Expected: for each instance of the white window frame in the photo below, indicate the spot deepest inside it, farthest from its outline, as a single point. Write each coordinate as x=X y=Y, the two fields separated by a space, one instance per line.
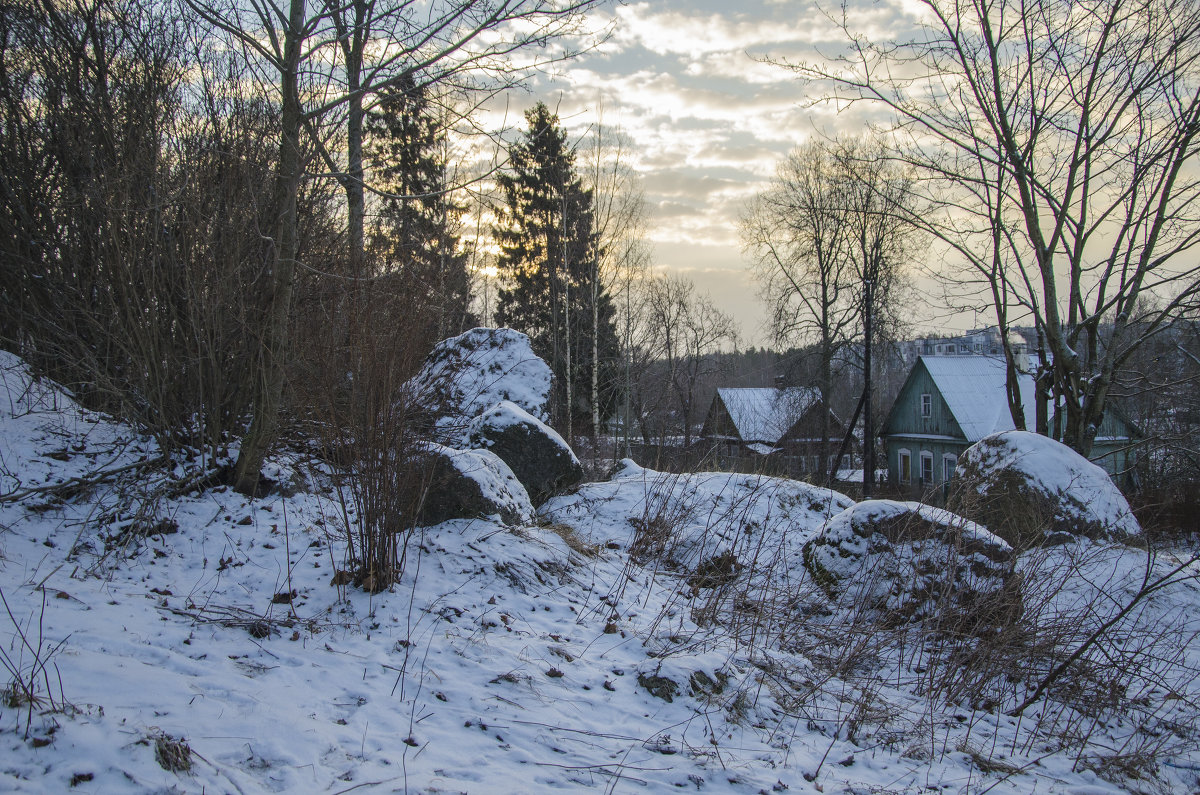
x=949 y=464
x=927 y=458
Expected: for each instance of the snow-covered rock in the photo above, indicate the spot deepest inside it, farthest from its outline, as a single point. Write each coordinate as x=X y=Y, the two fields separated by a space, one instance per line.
x=707 y=525
x=901 y=561
x=540 y=459
x=465 y=484
x=1031 y=489
x=466 y=375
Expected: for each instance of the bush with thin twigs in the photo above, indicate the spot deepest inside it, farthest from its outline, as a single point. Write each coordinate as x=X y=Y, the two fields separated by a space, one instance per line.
x=29 y=662
x=1093 y=662
x=373 y=423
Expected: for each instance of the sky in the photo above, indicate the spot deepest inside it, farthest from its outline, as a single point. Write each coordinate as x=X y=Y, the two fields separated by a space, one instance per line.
x=684 y=79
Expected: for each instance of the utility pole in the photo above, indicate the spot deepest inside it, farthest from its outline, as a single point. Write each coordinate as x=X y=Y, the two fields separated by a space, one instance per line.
x=868 y=417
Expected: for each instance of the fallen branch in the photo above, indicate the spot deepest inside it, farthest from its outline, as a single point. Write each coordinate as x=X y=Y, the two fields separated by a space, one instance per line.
x=1146 y=590
x=83 y=480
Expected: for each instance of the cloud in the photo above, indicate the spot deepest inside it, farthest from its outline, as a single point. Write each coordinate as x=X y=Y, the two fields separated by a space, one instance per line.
x=687 y=82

EXERCISE DESCRIPTION:
Rewrite every line of the records above as a numbered list, skipping blank lines and leaving the picture out.

TASK ANSWER:
1. Expected: for each instance of the white window frame in the photo below, indicate the spot deepest inside it, farthest from its outline, as a single point. Write each coordinate as x=X y=Y, the two fields separated by a space, one instance per line.
2. x=949 y=464
3. x=927 y=458
4. Expected: for each instance of the snow-covered rock in the photo above, indicate the spot deepest inside it, farthest from its outline, as a single point. Write each coordinate as x=X y=Y, the two fields separated by a space, one instance per line.
5. x=707 y=525
6. x=901 y=561
7. x=540 y=459
8. x=465 y=484
9. x=1031 y=489
10. x=466 y=375
11. Expected: for each instance of the bush with thin twigs in the photo above, indicate the spot deepest inside it, farthest from its outline, as a single point. Write each coordinate as x=X y=Y, the two fields separated by a space, one instance per line.
12. x=29 y=662
13. x=1093 y=662
14. x=373 y=423
15. Expected: for each instance of the sky in the photo above, indicate the spot deepest inside it, farthest from its outline, as a single point. Write each coordinate as x=X y=Y, the two fields separated by a space, one instance per line.
16. x=684 y=79
17. Expected: for each instance of the utility pole in the photo above, indicate the spot deepest inside it, farthest from its outline, as a single point. Write each coordinate as x=X y=Y, the two fields separated by a space, one instance per line.
18. x=868 y=417
19. Expected: for each instance of the fallen branch in the photo above, indicate the spot deepest inside it, farthest from its outline, as a single point. Write each coordinate as x=X y=Y, the two fields separated by a space, one instance per line.
20. x=1146 y=590
21. x=83 y=480
22. Expected: for each instance of the cloud in the photo above, indicate the spot deepest inside it, farthest from its outline, as a single point. Write each coordinate as x=X y=Y, the two fields separated by a space, one instance per line.
23. x=687 y=82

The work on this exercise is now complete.